>>>

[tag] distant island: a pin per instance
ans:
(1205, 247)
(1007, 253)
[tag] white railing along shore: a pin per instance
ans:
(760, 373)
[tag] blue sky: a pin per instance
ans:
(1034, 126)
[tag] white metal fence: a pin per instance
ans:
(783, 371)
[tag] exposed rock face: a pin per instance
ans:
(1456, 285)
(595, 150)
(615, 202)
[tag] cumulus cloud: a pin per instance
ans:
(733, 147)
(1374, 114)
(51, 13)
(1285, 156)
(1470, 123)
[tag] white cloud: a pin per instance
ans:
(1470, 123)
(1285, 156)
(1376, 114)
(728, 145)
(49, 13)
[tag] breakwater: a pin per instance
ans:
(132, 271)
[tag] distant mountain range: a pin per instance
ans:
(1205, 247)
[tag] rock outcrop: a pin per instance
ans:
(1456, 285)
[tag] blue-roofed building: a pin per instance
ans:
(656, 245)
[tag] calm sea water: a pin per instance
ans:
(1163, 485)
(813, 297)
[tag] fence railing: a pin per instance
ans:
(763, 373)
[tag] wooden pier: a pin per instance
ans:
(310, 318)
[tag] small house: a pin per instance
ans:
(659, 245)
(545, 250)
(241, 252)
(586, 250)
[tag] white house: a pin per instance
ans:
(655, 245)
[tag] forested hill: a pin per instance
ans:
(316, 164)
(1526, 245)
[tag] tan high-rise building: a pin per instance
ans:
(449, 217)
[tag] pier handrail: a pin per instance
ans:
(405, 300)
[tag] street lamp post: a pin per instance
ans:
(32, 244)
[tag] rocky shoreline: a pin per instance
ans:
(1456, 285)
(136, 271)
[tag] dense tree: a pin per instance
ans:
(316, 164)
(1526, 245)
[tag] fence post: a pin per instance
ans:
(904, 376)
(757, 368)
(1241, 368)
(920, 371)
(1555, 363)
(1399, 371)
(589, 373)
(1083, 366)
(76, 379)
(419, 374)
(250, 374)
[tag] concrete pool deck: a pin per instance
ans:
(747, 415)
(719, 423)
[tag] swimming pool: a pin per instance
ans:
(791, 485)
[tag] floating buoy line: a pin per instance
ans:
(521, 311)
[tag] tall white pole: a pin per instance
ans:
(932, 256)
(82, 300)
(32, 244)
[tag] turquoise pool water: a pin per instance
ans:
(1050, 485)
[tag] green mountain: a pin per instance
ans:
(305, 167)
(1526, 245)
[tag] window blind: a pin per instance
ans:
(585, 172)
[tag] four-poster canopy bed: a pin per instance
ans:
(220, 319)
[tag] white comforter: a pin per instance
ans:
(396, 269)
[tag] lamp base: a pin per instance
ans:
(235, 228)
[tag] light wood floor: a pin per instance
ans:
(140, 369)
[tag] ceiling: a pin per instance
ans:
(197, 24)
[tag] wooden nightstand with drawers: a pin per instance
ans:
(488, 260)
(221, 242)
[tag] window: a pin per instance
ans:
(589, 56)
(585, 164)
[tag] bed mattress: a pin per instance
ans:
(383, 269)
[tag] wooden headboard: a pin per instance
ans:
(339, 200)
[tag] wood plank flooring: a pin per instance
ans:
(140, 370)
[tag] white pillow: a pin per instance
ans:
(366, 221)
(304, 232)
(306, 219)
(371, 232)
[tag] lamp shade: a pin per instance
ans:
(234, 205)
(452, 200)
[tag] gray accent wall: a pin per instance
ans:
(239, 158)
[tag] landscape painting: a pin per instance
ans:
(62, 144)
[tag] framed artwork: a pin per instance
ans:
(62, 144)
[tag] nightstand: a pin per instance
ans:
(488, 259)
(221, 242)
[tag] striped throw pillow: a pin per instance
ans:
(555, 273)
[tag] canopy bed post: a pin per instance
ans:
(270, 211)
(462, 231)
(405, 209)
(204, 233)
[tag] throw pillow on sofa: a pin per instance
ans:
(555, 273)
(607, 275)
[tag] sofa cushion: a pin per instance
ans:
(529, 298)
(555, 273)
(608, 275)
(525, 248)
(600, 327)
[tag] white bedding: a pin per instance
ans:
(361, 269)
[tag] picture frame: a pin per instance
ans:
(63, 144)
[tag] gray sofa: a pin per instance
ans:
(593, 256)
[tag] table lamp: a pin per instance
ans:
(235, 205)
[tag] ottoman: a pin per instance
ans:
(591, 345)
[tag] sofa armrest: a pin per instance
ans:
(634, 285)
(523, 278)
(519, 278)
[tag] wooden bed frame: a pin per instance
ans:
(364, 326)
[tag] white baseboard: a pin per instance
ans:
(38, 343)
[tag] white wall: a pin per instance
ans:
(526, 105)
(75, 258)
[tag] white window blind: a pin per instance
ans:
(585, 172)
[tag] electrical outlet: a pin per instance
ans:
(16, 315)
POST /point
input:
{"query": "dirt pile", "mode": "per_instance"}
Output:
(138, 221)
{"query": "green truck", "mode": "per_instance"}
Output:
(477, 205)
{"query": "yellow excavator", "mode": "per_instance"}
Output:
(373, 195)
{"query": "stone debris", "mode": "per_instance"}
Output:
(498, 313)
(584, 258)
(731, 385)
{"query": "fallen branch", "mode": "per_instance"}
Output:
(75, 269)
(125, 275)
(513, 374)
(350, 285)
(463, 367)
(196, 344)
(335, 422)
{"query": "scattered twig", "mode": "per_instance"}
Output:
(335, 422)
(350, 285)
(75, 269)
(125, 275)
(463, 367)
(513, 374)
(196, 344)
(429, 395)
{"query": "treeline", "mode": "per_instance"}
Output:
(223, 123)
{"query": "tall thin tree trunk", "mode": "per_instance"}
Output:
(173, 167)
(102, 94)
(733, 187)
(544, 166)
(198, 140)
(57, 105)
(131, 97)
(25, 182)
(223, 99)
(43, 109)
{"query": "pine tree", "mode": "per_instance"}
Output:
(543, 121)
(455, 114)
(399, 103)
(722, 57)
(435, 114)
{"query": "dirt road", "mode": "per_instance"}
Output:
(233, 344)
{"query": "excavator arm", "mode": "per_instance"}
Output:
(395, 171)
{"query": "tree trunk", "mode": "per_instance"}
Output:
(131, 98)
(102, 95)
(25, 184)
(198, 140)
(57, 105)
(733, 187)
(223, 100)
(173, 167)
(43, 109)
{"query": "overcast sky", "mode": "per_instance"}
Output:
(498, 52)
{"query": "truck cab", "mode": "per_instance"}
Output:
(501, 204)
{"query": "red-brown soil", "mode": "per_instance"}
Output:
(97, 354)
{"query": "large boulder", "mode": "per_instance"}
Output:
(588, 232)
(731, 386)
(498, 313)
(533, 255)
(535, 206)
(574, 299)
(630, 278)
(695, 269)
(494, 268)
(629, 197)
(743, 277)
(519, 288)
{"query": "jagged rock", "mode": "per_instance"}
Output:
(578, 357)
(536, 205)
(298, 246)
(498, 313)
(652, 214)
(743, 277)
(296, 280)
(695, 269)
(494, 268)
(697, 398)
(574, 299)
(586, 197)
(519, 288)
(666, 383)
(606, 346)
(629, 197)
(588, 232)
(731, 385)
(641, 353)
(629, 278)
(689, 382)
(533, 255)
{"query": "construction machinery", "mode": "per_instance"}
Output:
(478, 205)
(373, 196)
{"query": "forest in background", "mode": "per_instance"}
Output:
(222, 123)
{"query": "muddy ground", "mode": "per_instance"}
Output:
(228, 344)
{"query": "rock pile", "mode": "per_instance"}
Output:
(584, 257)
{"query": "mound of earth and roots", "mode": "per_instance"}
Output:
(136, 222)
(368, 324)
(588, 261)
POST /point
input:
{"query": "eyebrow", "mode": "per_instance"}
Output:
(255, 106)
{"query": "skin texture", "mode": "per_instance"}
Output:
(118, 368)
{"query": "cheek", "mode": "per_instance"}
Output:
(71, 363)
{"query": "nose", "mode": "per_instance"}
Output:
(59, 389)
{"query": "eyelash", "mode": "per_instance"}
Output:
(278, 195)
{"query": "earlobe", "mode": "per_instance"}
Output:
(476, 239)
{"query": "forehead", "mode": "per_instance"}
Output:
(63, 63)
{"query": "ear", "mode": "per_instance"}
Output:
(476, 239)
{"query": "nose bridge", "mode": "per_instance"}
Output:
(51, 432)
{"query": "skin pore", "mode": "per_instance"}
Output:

<<<
>>>

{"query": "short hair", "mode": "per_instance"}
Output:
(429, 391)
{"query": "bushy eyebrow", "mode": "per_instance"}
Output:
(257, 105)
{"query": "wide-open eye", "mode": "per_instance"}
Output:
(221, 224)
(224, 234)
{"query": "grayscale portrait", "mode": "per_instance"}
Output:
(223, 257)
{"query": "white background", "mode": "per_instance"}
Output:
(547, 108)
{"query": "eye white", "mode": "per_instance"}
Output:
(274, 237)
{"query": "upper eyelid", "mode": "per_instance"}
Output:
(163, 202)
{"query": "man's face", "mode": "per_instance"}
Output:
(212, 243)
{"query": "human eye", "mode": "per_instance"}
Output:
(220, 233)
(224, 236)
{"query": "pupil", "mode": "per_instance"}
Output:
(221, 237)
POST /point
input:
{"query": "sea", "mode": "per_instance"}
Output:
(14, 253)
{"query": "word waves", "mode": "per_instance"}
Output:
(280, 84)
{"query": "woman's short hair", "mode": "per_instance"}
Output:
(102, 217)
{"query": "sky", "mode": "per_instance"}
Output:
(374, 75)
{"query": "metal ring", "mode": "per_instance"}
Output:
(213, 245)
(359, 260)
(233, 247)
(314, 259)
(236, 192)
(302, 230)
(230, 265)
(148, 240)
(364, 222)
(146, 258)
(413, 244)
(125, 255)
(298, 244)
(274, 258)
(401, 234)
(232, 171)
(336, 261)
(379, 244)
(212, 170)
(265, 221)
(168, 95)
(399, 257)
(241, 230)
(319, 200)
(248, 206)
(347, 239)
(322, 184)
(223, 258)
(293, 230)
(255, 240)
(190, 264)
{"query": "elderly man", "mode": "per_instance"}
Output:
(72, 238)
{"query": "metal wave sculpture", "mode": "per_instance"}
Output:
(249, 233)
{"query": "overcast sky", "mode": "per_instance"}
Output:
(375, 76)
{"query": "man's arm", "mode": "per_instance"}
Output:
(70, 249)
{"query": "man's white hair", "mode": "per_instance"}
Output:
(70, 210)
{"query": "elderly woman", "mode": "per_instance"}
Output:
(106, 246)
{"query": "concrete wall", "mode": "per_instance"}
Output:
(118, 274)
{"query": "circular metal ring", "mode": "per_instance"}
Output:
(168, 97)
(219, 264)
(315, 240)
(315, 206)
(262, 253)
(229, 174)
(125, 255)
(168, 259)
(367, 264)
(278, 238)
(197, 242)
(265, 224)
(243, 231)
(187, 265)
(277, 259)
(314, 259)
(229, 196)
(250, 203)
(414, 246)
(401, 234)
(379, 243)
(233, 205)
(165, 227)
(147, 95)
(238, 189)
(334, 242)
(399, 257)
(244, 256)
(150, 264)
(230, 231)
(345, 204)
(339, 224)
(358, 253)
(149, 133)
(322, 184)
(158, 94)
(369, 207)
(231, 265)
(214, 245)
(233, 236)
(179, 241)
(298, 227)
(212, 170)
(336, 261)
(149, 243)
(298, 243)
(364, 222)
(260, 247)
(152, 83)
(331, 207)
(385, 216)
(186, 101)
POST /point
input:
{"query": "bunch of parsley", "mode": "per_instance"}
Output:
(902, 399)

<<<

**Task to complete:** Which lines in the rows above contain the word "background" with the same capitalization? Copy each one in full.

**Expected answer:**
{"query": "forest in background", "mode": "per_instance"}
{"query": "white background", "mode": "per_instance"}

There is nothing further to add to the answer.